%%

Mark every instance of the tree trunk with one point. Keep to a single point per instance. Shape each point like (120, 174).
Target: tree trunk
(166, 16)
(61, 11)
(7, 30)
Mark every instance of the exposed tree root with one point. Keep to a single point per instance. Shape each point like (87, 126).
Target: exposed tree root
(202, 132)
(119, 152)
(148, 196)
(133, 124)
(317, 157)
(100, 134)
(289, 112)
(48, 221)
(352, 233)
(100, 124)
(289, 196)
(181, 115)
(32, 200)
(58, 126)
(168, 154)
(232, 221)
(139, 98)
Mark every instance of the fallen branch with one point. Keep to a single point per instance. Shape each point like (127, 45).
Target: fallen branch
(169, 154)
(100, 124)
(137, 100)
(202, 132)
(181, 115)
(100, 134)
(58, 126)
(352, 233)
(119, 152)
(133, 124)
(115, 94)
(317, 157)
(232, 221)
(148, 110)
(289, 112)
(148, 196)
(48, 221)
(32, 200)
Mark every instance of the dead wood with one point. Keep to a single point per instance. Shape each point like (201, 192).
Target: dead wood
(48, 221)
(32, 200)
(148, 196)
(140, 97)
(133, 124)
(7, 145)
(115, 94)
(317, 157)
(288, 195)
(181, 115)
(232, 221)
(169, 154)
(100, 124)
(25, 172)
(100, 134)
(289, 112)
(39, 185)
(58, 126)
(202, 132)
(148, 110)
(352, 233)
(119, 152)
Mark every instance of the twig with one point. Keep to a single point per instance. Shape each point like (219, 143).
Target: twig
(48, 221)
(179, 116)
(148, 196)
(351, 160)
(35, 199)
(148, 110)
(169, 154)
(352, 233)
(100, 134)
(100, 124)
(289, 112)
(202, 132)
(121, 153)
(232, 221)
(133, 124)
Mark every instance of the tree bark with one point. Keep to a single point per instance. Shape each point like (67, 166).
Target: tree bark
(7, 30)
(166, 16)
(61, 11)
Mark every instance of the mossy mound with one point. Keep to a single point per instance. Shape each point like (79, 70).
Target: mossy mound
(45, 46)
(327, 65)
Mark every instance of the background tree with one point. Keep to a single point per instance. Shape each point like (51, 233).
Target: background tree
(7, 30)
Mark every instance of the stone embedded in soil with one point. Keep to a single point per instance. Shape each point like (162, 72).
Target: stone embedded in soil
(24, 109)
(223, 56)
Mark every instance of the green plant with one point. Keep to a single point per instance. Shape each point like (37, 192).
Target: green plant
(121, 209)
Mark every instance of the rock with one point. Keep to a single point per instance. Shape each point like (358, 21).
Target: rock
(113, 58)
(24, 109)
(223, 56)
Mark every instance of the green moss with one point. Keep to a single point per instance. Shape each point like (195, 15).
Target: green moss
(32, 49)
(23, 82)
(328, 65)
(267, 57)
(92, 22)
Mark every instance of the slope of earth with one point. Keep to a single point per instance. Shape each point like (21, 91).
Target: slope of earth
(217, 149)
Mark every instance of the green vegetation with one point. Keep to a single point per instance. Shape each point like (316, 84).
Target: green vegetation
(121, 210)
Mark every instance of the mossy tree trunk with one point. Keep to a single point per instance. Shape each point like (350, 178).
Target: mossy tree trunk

%%

- **AIM OF THE EXERCISE**
From the records above, extract exactly and only the lines that begin at the line with "Mark every instance of the background" and stop after the line with "Mark every instance of the green vegetation".

- **OUTPUT OF THE TASK**
Mark every instance of the background tree with one point. Keep to a single point per instance. Shape each point like (51, 233).
Target: background tree
(7, 30)
Mark every instance of the stone embedded in soil with one point. Keep to a single point per instance. Shape each point like (162, 72).
Target: stone embedded in soil
(24, 109)
(223, 56)
Mark every instance of the green plant with one point. Keep to a single point per instance. Shape each point like (37, 192).
Target: green plant
(121, 209)
Mark every instance of the rock with one point. Keep to a single point per instance. Shape each point like (358, 21).
Target: rock
(113, 58)
(24, 109)
(223, 56)
Mark every instance of the green moss with one point. Keep to a single point per instance. Shape each point like (195, 15).
Target: green moss
(32, 49)
(23, 82)
(328, 65)
(267, 57)
(92, 22)
Mark every instance of the slope of earth with one point. Keep to a single point per instance. Shape each point like (21, 91).
Target: slope of earth
(217, 149)
Mark every instance of the green vegetation with one point. Keep to a single point per instance. Shape each point like (316, 84).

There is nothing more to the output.